◆ INSTRUCTION 1 ◆
Please recast the records as a Markdown table with columns "Line" and "Content", one row per line, from the start of the records down through the line that contains "positive clicks: (969, 1056)", both included. Skip blank lines and leave the pictures out.

Five different peoples invaded England. First came the Celts (in the 6th century B.C.); then the Romans (in the 1st century A.D.); they were followed by the Anglo Saxons (in the 5th century); after them came the Danes (at the end of the 8th century); in the 11th century England was invaded by the Normans. This was the fifth and the last invasion of England.

In the 9th century while the Danes were plundering England, another branch of Northmen who were related to the Danes was doing the same along the Northern coast of France. They came to be called the Normans, a variation of the word "Northmen". The Danes settled down in the conquered part of England known as the Danelaw. Likewise, the Normans settled down on the land conquered from the French king, a territory which is still called Normandy after these Normans.

◆ DATA RECORDS ◆
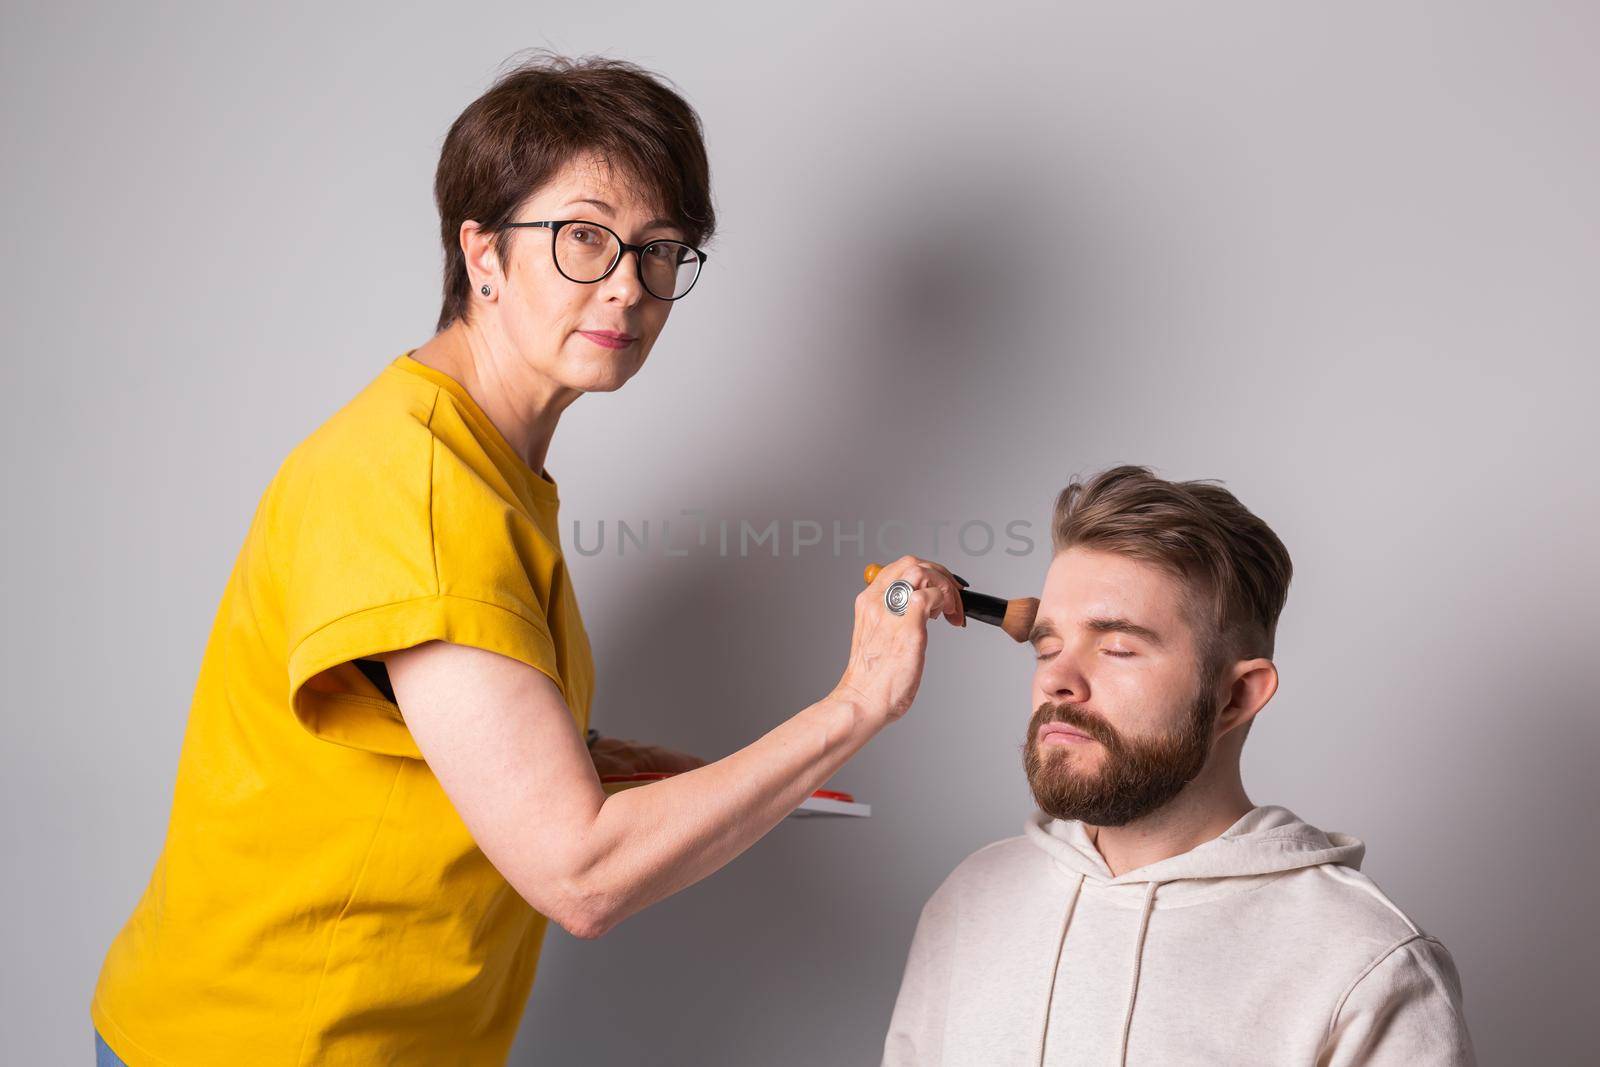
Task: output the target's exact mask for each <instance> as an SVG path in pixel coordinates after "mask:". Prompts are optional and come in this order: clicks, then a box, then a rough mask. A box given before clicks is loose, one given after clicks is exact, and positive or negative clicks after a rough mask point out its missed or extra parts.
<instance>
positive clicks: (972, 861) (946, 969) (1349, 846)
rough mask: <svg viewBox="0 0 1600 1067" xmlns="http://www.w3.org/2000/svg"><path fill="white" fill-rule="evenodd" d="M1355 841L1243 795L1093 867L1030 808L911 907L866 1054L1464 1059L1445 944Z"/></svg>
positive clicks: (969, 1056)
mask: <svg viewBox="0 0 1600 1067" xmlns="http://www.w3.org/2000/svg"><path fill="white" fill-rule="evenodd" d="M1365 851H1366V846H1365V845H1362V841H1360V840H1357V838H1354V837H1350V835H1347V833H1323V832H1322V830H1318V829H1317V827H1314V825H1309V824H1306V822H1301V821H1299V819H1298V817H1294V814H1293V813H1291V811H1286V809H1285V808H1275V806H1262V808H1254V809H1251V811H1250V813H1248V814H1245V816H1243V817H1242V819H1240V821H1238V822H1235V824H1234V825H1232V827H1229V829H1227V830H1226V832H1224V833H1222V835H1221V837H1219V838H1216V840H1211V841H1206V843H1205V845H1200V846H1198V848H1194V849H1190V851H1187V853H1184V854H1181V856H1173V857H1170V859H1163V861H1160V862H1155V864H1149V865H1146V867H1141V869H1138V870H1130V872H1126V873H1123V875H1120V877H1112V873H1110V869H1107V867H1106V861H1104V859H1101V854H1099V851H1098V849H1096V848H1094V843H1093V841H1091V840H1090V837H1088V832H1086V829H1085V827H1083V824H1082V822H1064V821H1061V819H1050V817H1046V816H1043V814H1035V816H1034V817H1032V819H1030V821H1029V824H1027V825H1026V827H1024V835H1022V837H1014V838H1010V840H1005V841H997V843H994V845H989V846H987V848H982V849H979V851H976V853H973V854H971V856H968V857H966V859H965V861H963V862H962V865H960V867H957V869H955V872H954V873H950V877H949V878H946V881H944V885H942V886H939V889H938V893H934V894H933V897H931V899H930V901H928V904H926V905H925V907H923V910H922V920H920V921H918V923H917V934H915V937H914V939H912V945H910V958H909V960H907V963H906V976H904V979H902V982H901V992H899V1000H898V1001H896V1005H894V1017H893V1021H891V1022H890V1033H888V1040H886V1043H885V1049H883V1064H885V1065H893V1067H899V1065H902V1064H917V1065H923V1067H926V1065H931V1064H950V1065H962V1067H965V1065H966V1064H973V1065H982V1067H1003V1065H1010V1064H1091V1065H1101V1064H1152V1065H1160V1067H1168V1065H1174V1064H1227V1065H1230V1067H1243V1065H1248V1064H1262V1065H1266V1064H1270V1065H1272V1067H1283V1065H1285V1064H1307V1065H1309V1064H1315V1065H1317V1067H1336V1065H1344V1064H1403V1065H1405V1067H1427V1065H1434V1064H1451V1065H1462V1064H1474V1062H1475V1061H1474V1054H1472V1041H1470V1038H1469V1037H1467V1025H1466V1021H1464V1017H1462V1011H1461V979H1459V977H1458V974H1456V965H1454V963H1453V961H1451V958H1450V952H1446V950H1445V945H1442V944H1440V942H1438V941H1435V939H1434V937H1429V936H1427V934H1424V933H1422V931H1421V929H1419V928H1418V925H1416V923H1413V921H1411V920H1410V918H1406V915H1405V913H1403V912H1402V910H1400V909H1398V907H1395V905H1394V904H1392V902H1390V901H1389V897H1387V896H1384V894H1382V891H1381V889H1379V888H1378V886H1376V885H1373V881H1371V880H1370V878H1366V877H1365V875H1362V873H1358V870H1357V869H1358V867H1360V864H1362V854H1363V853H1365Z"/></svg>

◆ INSTRUCTION 2 ◆
Continue the passage on the invasions of England from where it stops.

◆ EXERCISE RESPONSE 1 ◆
| Line | Content |
|---|---|
| 1 | Task: output the target's exact mask for each <instance> as an SVG path in pixel coordinates after "mask:". Prompts are optional and come in this order: clicks, then a box, then a rough mask. A box given before clicks is loose, one given after clicks is exact, and positive or negative clicks after a rough mask point out its missed or extra parts. |
| 2 | <instance> |
| 3 | positive clicks: (972, 861) (946, 969) (1349, 846) |
| 4 | rough mask: <svg viewBox="0 0 1600 1067" xmlns="http://www.w3.org/2000/svg"><path fill="white" fill-rule="evenodd" d="M1355 841L1243 795L1093 867L1030 808L911 907L866 1054L1464 1059L1445 944Z"/></svg> |
| 5 | positive clicks: (969, 1056) |

◆ EXERCISE RESPONSE 2 ◆
Many changes came about into the life of the Normans and the Danes after the 9th century. By the 11th century the Danes had finally mixed with the Anglo-Saxons among whom they lived. Thus they gradually retained their Germanic language and many of their customs that were very much like those of the Anglo-Saxons. But the Normans who had settled down in France were now quite different from their Germanic forefathers. They lived among the French people, who were a different people with different manners, customs and a language. They had learnt to speak the French language, and, in many ways, they had become like the French themselves. They adopted their manners and customs, and their way of life. The establishment of the feudal system in France had been completed by the 11th century and the Norman barons had come into possession of large tracts of land and a great number of serfs. The Normans lived under the rule of their own duke. By the 11th century the dukes of Normandy had become very powerful. Though they acknowledged the king of France as their overlord they were actually as strong as the king himself, whose domain was smaller than the Duchy of Normandy. Like other French dukes and counts they made themselves practically independent. They coined their own money, made their own laws, held their own courts, built their own castles. They could wage wars against other dukes and even against the king himself. As a well-armed and well-trained cavalry, the Norman knights were the best in Europe. They were formidable fighters and would wage wars in order to seize new lands and serfs.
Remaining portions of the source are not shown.